→ **DIRECTIVE**
Please identify each line in the entries below that contains the word "signboard", and copy every such line.
-- start INFORMATION SUPPLIED --
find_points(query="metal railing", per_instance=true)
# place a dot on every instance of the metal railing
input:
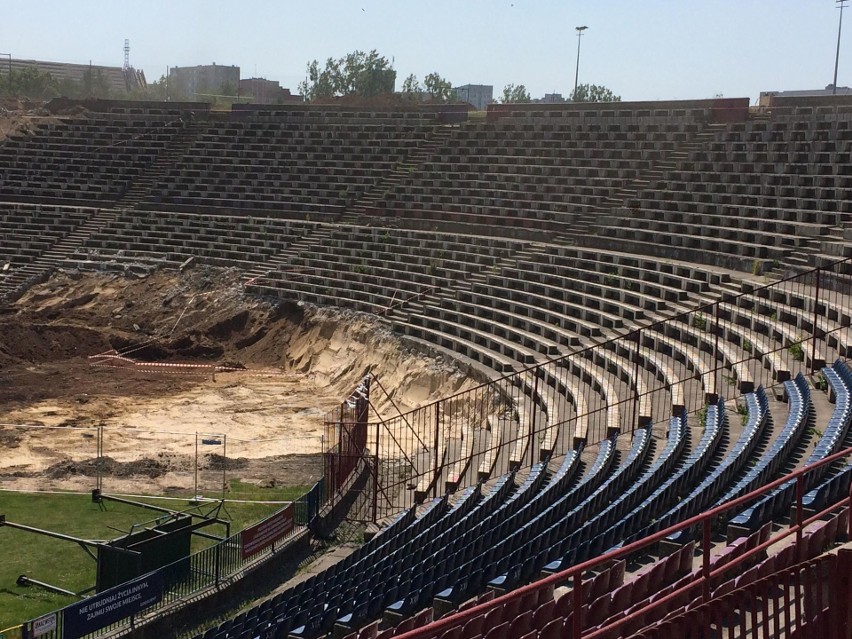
(204, 571)
(698, 588)
(763, 335)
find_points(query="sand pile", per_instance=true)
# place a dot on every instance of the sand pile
(294, 364)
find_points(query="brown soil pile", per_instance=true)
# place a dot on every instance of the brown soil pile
(263, 422)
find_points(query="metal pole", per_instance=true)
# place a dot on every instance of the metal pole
(532, 421)
(577, 70)
(9, 55)
(435, 443)
(376, 476)
(637, 399)
(816, 319)
(842, 4)
(716, 356)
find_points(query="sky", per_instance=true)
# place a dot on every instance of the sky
(640, 49)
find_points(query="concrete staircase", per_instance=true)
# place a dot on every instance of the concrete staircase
(586, 223)
(13, 286)
(374, 196)
(142, 186)
(318, 236)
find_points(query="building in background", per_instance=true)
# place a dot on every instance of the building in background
(116, 80)
(263, 91)
(479, 95)
(766, 97)
(205, 80)
(551, 98)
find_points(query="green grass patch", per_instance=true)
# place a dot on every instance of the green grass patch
(66, 564)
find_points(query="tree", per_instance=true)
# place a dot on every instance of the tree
(30, 82)
(411, 87)
(358, 73)
(438, 88)
(94, 84)
(515, 94)
(228, 90)
(594, 93)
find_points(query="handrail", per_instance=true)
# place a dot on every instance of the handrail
(575, 573)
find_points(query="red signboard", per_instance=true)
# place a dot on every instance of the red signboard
(257, 537)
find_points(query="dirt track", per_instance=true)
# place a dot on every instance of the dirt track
(292, 366)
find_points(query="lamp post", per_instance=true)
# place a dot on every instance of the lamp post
(841, 4)
(577, 70)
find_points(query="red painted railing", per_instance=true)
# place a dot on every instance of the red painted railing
(574, 575)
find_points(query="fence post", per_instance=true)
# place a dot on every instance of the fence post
(534, 414)
(376, 475)
(705, 559)
(716, 353)
(636, 399)
(217, 557)
(816, 319)
(435, 446)
(800, 491)
(578, 605)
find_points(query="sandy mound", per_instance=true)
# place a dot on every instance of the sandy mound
(163, 430)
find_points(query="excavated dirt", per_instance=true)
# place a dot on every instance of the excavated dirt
(167, 429)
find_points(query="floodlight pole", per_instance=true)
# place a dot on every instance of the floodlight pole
(841, 4)
(577, 70)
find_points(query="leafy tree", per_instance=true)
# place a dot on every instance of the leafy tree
(594, 93)
(358, 73)
(437, 87)
(228, 90)
(93, 84)
(30, 82)
(411, 87)
(515, 94)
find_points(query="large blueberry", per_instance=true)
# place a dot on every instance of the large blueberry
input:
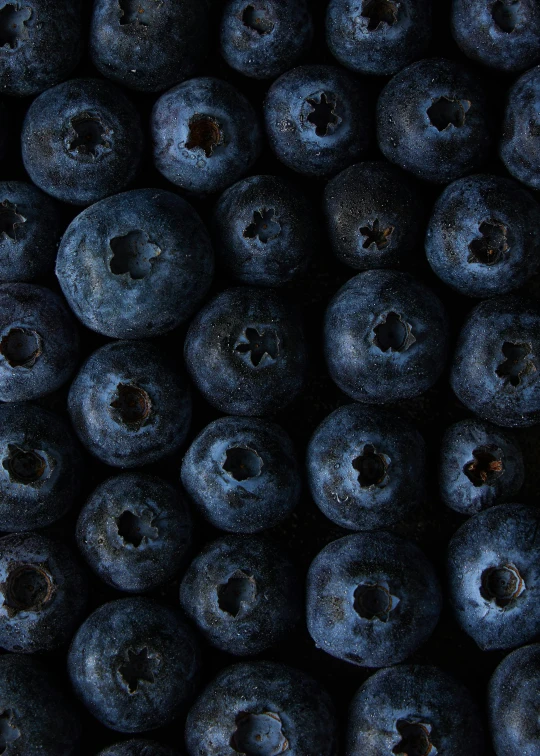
(82, 141)
(134, 664)
(135, 265)
(385, 337)
(129, 405)
(246, 353)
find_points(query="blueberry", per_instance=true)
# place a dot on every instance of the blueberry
(374, 215)
(35, 718)
(264, 39)
(265, 231)
(317, 119)
(135, 265)
(30, 229)
(262, 709)
(479, 466)
(366, 467)
(378, 36)
(148, 47)
(40, 467)
(513, 703)
(242, 474)
(494, 576)
(40, 44)
(482, 236)
(502, 34)
(385, 337)
(39, 342)
(497, 359)
(432, 120)
(82, 141)
(134, 664)
(246, 353)
(372, 599)
(206, 135)
(416, 710)
(43, 594)
(129, 406)
(519, 148)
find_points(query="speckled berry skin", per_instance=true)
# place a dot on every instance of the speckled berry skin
(497, 359)
(322, 137)
(43, 593)
(391, 702)
(266, 707)
(430, 144)
(265, 231)
(134, 664)
(39, 342)
(135, 265)
(363, 42)
(366, 468)
(372, 599)
(480, 466)
(41, 467)
(40, 719)
(519, 148)
(513, 701)
(129, 405)
(150, 50)
(134, 532)
(81, 141)
(245, 352)
(208, 158)
(493, 570)
(242, 474)
(41, 44)
(243, 594)
(385, 337)
(374, 216)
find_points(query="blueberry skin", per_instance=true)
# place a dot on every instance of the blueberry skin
(42, 42)
(40, 720)
(81, 141)
(493, 567)
(265, 38)
(262, 708)
(41, 467)
(374, 216)
(496, 362)
(149, 51)
(519, 148)
(135, 265)
(366, 468)
(242, 474)
(206, 135)
(129, 406)
(30, 230)
(513, 702)
(415, 706)
(432, 120)
(385, 337)
(500, 35)
(134, 664)
(265, 231)
(245, 352)
(39, 342)
(43, 593)
(339, 131)
(374, 42)
(480, 466)
(372, 599)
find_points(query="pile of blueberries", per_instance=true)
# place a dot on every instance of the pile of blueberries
(269, 377)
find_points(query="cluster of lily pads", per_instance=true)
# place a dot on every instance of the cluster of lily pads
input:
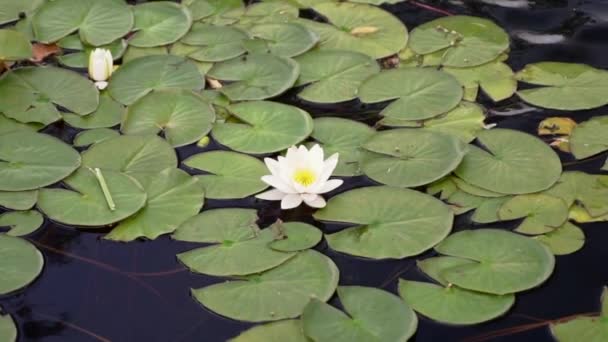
-- end INFORMATION SUPPLIED --
→ **RESULT OF THIS EXERCISE**
find_points(query="red signboard", per_instance=true)
# place a dot on every instance of the red signboard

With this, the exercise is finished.